Your task> Lay out the lines of the data from the one containing "[locate] the white cloud" through the one containing "x=47, y=461", inclusive, as a Markdown table with the columns Row and Line. Skip blank lines.

-- BEGIN Listed entries --

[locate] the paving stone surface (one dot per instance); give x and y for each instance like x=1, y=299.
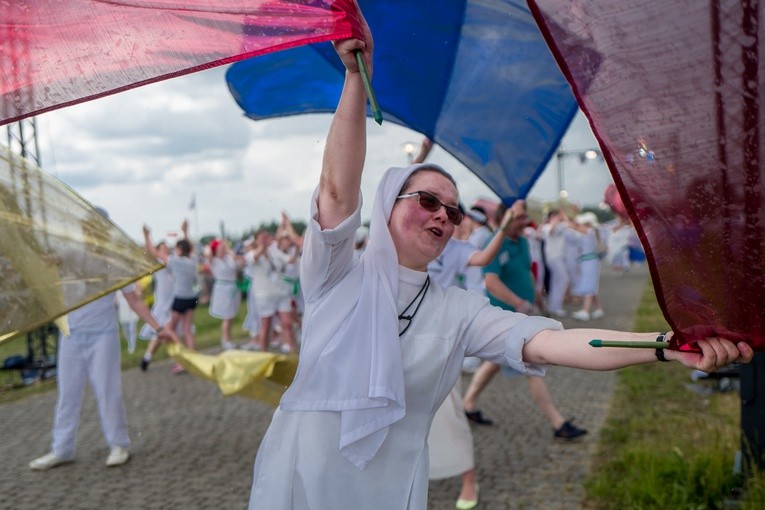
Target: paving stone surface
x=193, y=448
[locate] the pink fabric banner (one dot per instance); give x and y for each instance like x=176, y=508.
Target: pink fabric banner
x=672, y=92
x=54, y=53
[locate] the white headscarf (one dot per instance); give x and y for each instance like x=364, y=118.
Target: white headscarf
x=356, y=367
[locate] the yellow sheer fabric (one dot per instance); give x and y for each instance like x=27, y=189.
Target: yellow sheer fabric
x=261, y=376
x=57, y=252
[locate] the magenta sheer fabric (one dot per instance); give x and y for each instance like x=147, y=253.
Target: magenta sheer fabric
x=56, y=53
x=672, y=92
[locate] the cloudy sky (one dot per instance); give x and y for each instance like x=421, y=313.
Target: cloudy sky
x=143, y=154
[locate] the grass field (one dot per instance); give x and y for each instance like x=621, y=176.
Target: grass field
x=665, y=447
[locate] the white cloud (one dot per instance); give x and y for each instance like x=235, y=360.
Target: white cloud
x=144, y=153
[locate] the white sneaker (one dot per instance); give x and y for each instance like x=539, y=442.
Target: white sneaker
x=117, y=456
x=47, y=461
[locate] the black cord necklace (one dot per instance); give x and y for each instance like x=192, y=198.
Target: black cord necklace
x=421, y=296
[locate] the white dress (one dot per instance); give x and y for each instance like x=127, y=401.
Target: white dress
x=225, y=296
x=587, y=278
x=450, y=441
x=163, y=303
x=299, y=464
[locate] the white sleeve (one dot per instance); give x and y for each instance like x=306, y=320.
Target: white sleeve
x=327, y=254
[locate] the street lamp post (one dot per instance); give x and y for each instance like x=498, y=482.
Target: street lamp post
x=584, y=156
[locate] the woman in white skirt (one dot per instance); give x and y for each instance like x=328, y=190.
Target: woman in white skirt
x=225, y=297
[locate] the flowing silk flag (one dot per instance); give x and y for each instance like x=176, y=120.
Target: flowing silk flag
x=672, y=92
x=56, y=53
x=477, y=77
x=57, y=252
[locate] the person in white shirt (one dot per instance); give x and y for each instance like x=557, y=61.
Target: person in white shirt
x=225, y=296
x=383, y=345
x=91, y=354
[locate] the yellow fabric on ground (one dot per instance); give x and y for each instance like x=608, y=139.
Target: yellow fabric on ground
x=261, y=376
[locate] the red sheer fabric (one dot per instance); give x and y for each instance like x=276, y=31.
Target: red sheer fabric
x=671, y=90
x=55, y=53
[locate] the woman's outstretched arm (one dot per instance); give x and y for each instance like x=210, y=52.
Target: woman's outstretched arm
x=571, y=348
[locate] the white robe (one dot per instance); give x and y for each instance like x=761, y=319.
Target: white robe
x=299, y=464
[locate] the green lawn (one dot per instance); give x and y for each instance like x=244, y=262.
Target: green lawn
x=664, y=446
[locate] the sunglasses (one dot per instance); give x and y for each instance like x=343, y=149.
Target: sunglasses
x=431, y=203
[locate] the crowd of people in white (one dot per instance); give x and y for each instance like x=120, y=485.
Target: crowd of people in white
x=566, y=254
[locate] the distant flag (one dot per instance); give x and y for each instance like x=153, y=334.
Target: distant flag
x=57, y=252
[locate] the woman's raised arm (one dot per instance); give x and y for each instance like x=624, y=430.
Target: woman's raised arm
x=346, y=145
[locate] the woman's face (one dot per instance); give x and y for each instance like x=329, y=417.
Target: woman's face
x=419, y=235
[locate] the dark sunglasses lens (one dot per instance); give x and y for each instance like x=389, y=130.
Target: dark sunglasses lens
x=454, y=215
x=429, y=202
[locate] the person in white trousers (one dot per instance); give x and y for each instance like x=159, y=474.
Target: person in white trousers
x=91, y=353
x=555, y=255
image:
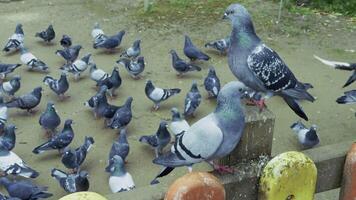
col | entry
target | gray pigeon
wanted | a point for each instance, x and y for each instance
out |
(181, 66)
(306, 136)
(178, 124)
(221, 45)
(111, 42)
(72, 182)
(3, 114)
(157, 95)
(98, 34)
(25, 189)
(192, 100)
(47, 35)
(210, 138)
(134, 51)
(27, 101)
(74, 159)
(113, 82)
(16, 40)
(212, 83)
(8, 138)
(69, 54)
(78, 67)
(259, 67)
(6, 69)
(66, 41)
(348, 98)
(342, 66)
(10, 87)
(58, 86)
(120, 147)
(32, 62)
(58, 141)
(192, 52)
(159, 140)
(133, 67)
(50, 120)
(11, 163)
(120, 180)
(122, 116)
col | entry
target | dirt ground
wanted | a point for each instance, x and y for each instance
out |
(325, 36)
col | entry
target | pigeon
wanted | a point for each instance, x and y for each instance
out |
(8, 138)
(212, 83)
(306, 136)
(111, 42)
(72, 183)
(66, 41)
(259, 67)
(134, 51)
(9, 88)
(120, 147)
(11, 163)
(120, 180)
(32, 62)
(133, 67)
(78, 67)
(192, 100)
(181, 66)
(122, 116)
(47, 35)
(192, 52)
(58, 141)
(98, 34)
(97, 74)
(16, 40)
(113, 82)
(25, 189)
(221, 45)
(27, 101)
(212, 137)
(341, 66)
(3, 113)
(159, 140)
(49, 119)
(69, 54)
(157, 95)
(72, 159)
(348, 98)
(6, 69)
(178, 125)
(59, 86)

-- END Listed entries --

Exercise output>
| Row | Line |
|---|---|
| 1 | [locate] the white cloud (one dot per instance); give x and y for each instance like x=235, y=360. |
| 2 | Target: white cloud |
| 3 | x=144, y=153 |
| 4 | [locate] the white sneaker (one dot per instance); give x and y for each instance like x=539, y=442. |
| 5 | Target: white sneaker |
| 6 | x=117, y=456 |
| 7 | x=47, y=461 |